- [What you should do]
Please give the data again in full, precisely as it is written.

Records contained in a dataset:
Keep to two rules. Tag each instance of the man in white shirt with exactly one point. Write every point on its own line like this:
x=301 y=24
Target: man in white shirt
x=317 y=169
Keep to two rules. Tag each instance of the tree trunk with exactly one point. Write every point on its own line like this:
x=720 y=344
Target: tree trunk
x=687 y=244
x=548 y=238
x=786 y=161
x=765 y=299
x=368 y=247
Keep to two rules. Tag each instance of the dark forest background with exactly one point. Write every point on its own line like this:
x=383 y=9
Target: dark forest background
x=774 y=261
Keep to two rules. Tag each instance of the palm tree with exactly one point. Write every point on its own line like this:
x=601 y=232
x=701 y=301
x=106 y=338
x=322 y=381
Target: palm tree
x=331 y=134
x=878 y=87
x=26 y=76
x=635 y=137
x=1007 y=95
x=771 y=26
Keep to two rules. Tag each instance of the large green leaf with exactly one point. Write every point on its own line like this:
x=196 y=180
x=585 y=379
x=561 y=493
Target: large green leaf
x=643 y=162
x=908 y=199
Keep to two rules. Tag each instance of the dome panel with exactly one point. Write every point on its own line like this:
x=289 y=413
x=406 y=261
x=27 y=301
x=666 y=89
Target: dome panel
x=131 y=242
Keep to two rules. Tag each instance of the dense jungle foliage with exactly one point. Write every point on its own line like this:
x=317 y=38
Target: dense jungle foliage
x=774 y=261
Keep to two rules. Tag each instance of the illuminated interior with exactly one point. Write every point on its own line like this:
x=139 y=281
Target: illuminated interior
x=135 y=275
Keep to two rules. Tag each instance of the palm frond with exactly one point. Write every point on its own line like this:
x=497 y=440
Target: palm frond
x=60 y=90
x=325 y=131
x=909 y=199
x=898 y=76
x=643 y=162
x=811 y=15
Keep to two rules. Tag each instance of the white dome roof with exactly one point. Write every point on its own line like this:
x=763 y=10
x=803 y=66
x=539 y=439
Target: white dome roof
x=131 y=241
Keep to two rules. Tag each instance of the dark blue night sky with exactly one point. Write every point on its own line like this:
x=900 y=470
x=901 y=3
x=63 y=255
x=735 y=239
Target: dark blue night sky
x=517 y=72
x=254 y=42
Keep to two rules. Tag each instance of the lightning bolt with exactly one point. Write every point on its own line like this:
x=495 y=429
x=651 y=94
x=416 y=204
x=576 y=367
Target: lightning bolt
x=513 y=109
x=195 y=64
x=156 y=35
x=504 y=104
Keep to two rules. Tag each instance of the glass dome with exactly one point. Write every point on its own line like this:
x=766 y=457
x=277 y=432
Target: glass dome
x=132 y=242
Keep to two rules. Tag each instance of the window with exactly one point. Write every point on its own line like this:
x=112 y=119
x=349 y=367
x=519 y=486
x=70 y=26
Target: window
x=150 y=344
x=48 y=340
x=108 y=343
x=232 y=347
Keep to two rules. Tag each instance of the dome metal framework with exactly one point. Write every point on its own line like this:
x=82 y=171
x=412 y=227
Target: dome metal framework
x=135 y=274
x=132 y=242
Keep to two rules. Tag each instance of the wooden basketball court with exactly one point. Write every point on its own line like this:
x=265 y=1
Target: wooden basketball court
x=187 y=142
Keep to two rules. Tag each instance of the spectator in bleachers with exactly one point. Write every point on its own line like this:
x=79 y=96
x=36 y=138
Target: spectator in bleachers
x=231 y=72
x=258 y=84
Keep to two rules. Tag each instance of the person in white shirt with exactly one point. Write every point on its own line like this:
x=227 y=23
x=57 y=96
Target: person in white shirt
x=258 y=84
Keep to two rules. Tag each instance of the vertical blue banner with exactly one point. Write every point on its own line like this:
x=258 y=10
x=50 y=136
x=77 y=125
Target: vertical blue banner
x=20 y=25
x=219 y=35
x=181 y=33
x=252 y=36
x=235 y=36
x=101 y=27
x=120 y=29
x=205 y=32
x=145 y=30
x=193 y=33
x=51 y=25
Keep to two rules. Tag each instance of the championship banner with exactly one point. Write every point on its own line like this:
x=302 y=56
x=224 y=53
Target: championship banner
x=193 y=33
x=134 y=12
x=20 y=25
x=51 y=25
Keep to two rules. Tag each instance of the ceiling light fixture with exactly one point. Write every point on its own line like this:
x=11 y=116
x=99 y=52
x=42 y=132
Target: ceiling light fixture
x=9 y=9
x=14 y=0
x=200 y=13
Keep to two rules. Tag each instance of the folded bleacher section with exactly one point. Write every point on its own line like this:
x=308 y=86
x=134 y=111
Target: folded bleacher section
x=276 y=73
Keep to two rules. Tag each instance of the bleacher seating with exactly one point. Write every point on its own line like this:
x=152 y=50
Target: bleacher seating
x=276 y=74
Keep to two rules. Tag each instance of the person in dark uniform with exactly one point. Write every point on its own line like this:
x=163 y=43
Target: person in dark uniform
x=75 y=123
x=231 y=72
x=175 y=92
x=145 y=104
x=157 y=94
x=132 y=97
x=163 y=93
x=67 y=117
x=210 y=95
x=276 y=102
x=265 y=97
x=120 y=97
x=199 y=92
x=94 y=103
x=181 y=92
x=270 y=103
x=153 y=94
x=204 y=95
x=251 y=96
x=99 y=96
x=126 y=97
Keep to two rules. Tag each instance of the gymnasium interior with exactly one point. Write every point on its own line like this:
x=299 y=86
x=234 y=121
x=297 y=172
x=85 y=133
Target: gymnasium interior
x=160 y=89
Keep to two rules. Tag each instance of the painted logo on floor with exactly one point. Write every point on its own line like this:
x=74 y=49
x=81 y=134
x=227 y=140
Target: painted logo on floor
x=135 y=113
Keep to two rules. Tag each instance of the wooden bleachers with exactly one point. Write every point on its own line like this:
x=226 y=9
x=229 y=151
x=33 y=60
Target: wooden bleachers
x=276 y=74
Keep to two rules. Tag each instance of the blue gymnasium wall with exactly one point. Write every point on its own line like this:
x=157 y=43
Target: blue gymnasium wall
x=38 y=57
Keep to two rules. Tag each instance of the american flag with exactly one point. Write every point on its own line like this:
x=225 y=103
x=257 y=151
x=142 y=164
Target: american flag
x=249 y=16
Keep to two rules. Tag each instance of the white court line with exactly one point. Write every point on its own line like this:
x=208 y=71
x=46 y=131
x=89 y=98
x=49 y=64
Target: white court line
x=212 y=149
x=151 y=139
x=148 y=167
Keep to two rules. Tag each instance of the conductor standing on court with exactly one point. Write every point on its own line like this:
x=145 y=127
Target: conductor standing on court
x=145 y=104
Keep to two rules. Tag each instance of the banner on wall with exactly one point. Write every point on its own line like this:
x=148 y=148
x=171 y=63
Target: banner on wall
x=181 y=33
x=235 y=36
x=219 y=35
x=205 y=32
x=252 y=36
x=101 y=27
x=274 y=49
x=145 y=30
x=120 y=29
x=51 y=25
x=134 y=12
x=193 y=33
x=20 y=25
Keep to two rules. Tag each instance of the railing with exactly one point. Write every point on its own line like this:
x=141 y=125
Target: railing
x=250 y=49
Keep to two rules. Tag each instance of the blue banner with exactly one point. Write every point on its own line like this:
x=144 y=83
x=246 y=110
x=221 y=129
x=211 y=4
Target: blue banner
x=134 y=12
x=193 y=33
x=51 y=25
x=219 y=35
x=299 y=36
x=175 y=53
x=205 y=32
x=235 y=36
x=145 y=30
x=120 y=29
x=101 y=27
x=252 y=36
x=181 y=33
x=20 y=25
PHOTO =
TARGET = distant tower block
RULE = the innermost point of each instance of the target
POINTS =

- [Solution for this problem]
Keep to two rules. Tag each instance of the man in white shirt with exactly one point. Write every point on its own line like this:
x=301 y=24
Target: man in white shirt
x=317 y=169
Keep to two rules. Tag each instance of the tree trunk with exactly one point. Write every point on its own line like this:
x=720 y=344
Target: tree trunk
x=687 y=244
x=548 y=238
x=786 y=161
x=765 y=299
x=368 y=247
Keep to two rules. Tag each instance of the dark forest background with exactly one point. Write every point on its own line like this:
x=383 y=9
Target: dark forest background
x=774 y=261
Keep to two rules. Tag each instance of the palm tree with exactly one point. Write every point on its own line like this:
x=601 y=232
x=701 y=301
x=106 y=338
x=322 y=381
Target: palm tree
x=331 y=134
x=878 y=87
x=26 y=76
x=635 y=137
x=1007 y=95
x=771 y=26
Keep to two rules. Tag each instance of the large green leaf with exactly one point. Write every point on its own line like this:
x=196 y=180
x=585 y=379
x=561 y=493
Target: large green leaf
x=643 y=162
x=908 y=199
Keep to two rules. Tag each instance of the dome panel with exactly one point. Write every point on its own line like this:
x=289 y=413
x=406 y=261
x=27 y=301
x=666 y=89
Target: dome panel
x=131 y=242
Keep to two rules. Tag each instance of the dense jungle foliage with exactly one point. Write every point on its own line like this:
x=317 y=38
Target: dense jungle foliage
x=774 y=261
Keep to two rules. Tag each instance of the illuminated interior with exactly one point. Write every point on its own line like this:
x=139 y=281
Target: illuminated interior
x=135 y=275
Keep to two rules. Tag each instance of the palm frond with exactly one point. Write every point on its own line like this:
x=497 y=440
Target: palm frond
x=60 y=90
x=325 y=131
x=909 y=199
x=898 y=76
x=643 y=162
x=811 y=15
Keep to two rules. Tag each instance of the white dome roof with exactly one point. Write every point on its own line like this:
x=763 y=10
x=803 y=66
x=539 y=439
Target: white dome roof
x=131 y=241
Keep to two rules. Tag each instance of the dark blue night sky with exactly one point. Write every point on its own line like this:
x=900 y=470
x=901 y=3
x=63 y=255
x=735 y=239
Target: dark blue night sky
x=517 y=72
x=254 y=42
Keep to two rules. Tag each instance of the lightning bolt with exactly one point. Write every point on its own line like this:
x=495 y=429
x=651 y=94
x=416 y=204
x=576 y=367
Target: lightning bolt
x=513 y=109
x=195 y=64
x=156 y=35
x=504 y=104
Keep to two rules. Tag each instance of the glass dome with exactly one point. Write every point on its own line like this:
x=766 y=457
x=277 y=432
Target: glass dome
x=132 y=242
Keep to two rules. Tag each instance of the window with exactly one point. Write every point on its own line like this:
x=112 y=119
x=349 y=367
x=519 y=486
x=70 y=26
Target: window
x=150 y=344
x=48 y=340
x=108 y=343
x=232 y=347
Keep to two rules. Tag each instance of the dome metal framework with exactly one point. Write every point on its own line like this:
x=82 y=171
x=412 y=227
Target: dome metal framework
x=135 y=274
x=132 y=242
Keep to two rules. Tag each instance of the wooden basketball court with exactly one point. Write every point on its own line like this:
x=265 y=1
Target: wooden basketball court
x=187 y=142
Keep to two rules. Tag each instance of the spectator in bleachers with exactly one point. Write every point on its own line like this:
x=79 y=96
x=36 y=138
Target: spectator in bleachers
x=231 y=72
x=258 y=84
Keep to two rules. Tag each instance of the person in white shirt with exactly one point. Write every point on its own line like this:
x=227 y=23
x=57 y=96
Target: person in white shirt
x=258 y=84
Keep to two rules. Tag each instance of the vertical blue banner with exactly one point. Write every point on its own line like this:
x=258 y=10
x=50 y=136
x=77 y=125
Target: vertical blue banner
x=20 y=25
x=219 y=35
x=181 y=33
x=252 y=36
x=235 y=36
x=101 y=27
x=120 y=29
x=205 y=32
x=145 y=30
x=193 y=33
x=51 y=25
Keep to two rules. Tag each instance of the championship banner with exactly one point. Write every point on its own line like this:
x=302 y=56
x=224 y=53
Target: championship banner
x=193 y=33
x=134 y=12
x=20 y=25
x=51 y=25
Keep to two rules. Tag each instance of the ceiling light fixture with exactly one point. Write every point on its own line like this:
x=11 y=116
x=99 y=52
x=42 y=132
Target: ceiling light fixture
x=9 y=9
x=14 y=0
x=200 y=13
Keep to two rules. Tag each instance of the folded bleacher section with exactly one point. Write every point on its own line like this:
x=308 y=86
x=134 y=111
Target: folded bleacher section
x=276 y=73
Keep to two rules. Tag each instance of the bleacher seating with exactly one point. Write every point on its own line like this:
x=152 y=50
Target: bleacher seating
x=276 y=74
Keep to two rules. Tag each instance of the person in dark uniform with exactly one point. Write every point on its own line like this:
x=163 y=43
Target: person in dark uniform
x=75 y=123
x=231 y=72
x=175 y=92
x=145 y=104
x=157 y=94
x=132 y=97
x=163 y=93
x=67 y=117
x=210 y=95
x=276 y=102
x=265 y=97
x=120 y=97
x=199 y=92
x=94 y=103
x=181 y=92
x=270 y=103
x=153 y=94
x=204 y=95
x=251 y=96
x=99 y=96
x=126 y=97
Keep to two rules. Tag each instance of the gymnasium interior with exactly one point. Write every point on its own line like this:
x=299 y=86
x=234 y=121
x=297 y=172
x=85 y=133
Target: gymnasium interior
x=160 y=89
Keep to two rules. Tag each instance of the painted logo on floor with exactly one point. Write every point on its own line like this:
x=74 y=49
x=81 y=134
x=227 y=140
Target: painted logo on floor
x=135 y=113
Keep to two rules. Tag each instance of the wooden bleachers with exactly one point. Write every point on its own line like this:
x=226 y=9
x=229 y=151
x=33 y=60
Target: wooden bleachers
x=276 y=74
Keep to two rules. Tag each instance of the blue gymnasium wall with exactly one point. Write every point on its own line like this:
x=157 y=43
Target: blue gymnasium wall
x=38 y=57
Keep to two rules. Tag each instance of the american flag with exactly one point. Write every point on its own line like this:
x=225 y=103
x=257 y=151
x=142 y=164
Target: american flag
x=249 y=16
Keep to two rules. Tag each instance of the white court line with exactly one point. Write every point on its own line like this:
x=208 y=71
x=46 y=131
x=89 y=98
x=49 y=64
Target: white court line
x=212 y=149
x=151 y=139
x=148 y=167
Keep to two rules. Tag each instance of the conductor standing on court with exactly one point. Write every point on its own line like this:
x=145 y=127
Target: conductor standing on court
x=145 y=104
Keep to two rules. Tag each instance of the banner on wall with exactly one point. Write every point on its own line like this:
x=148 y=148
x=171 y=63
Target: banner on wall
x=181 y=33
x=235 y=36
x=219 y=35
x=205 y=32
x=252 y=36
x=101 y=27
x=274 y=49
x=145 y=30
x=120 y=29
x=51 y=25
x=134 y=12
x=193 y=33
x=20 y=25
Keep to two rules. Tag each instance of the railing with exactly one point. Write every point on its own line like this:
x=141 y=125
Target: railing
x=250 y=49
Keep to two rules. Tag each instance of the blue banner with exactly one point. Write every point on its own line like this:
x=144 y=83
x=246 y=110
x=221 y=129
x=211 y=4
Target: blue banner
x=134 y=12
x=193 y=33
x=51 y=25
x=219 y=35
x=299 y=36
x=175 y=53
x=205 y=32
x=235 y=36
x=145 y=30
x=120 y=29
x=101 y=27
x=252 y=36
x=181 y=33
x=20 y=25
PHOTO =
TARGET = distant tower block
RULE = the innermost point of each instance of the target
POINTS =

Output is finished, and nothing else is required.